-- START PROVIDED RECORDS --
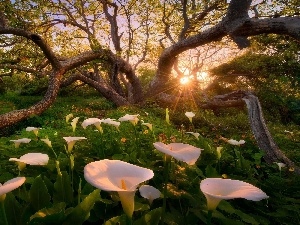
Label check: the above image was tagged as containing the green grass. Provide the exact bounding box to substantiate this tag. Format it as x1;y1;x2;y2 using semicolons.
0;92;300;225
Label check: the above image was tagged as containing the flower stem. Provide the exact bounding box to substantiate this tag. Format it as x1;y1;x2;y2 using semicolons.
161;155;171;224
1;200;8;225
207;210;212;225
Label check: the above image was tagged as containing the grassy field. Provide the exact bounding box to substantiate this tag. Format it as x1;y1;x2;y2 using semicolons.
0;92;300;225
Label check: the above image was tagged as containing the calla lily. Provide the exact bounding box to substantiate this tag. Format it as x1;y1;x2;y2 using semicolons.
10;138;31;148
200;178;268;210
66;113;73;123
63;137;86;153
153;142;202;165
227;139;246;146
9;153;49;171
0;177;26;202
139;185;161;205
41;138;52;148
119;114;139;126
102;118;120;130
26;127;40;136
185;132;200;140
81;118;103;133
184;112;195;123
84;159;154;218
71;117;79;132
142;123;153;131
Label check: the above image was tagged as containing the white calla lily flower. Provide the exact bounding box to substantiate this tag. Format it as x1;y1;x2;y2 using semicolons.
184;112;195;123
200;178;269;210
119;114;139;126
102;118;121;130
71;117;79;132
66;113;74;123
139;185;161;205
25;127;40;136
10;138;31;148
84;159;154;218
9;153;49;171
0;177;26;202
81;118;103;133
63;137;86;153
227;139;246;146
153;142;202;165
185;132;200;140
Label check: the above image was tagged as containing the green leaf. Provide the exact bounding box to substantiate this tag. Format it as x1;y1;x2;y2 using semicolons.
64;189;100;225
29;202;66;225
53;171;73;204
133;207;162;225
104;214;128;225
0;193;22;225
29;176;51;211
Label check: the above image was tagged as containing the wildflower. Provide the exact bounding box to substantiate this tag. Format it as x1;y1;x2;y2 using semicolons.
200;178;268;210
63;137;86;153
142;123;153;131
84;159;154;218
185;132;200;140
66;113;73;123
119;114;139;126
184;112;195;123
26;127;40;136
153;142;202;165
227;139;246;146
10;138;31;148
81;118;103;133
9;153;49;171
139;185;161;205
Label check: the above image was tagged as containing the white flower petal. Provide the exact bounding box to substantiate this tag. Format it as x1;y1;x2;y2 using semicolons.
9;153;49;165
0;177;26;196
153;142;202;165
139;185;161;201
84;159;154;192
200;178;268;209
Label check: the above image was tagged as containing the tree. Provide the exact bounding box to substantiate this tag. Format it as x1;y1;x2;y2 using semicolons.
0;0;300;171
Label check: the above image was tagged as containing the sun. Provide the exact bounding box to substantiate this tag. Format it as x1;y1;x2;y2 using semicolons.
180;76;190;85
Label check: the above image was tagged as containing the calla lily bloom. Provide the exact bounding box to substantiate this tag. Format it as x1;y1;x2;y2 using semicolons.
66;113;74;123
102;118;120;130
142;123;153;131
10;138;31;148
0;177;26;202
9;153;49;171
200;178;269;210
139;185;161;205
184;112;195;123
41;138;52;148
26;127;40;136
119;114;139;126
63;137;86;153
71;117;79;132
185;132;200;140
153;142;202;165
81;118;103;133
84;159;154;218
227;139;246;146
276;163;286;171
-- END PROVIDED RECORDS --
-- START PROVIDED RECORDS --
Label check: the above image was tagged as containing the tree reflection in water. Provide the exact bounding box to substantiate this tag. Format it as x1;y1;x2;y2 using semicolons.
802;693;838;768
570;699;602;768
-- END PROVIDED RECORDS --
## SHORT PROBLEM:
Copy out every line in the entries above that contains the word "lily". The match is case-sensitive.

## WRITTEN ANSWER:
Label check: the above image was tagged as containing the calla lily. Provide the exact bounding box to substantiate this tag. Format it as x1;y1;x2;y2 using semicolons.
Label check: the above image was tagged as containing the white calla lily flower. Provide the exact bounding box to substantiate this tag. Format it as x1;y1;x2;y2 using semicolons.
Label check: the above image was tagged as containing the calla lily bloom. Provide the exact bounding box to substantiate this tag. Format it as x1;y1;x2;y2 using semicolons.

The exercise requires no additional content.